--- Start of Quoted text ---

Which data type to use for ordinal? - sql

Whenever I have some records/objects that I want to be in a certain order, I usually create a field called Ordinal.
I often wonder if it would be better to use an integer or a decimal value for the ordinal field.
This is a consideration when moving an object to a different position in the order:
If you use consecutive integers, you have to do some serious reworking of all of the ordinals (or at least the ordinals that fall before the original position of the object being moved).
If you use integers but space them out (maybe at 1000 intervals), then you can just change the ordinal to a mid point value between the surrounding objects where you want to move the object. This could fail if somewhere down the line you end up with consecutive integers.
If you use decimal numbers you could just find the average of the surround object's ordinals and use that for the object to be moved.
Maybe it would be possible to use a string, but I could see that getting pretty goofy.
I'm sure there are other considerations I haven't thought of.
What do you use and why?

"This could fail if somewhere down the line you end up with consecutive integers."
For this (probably rare and thus not performance important) case, you could implement a renumber method that spaces out again. When I used to program in COMAL (anyone know that language?), you could do this very thing with line numbers.

--- End of Quoted text ---

■ The task: In the forum thread about choosing a data type for an ordinal field, which programming language does the reply name as one where line numbers could be renumbered?

--- Start of Information shown ---

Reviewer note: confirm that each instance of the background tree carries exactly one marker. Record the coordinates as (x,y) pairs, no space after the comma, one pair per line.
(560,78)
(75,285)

--- End of Information shown ---

■ Answer to the task: COMAL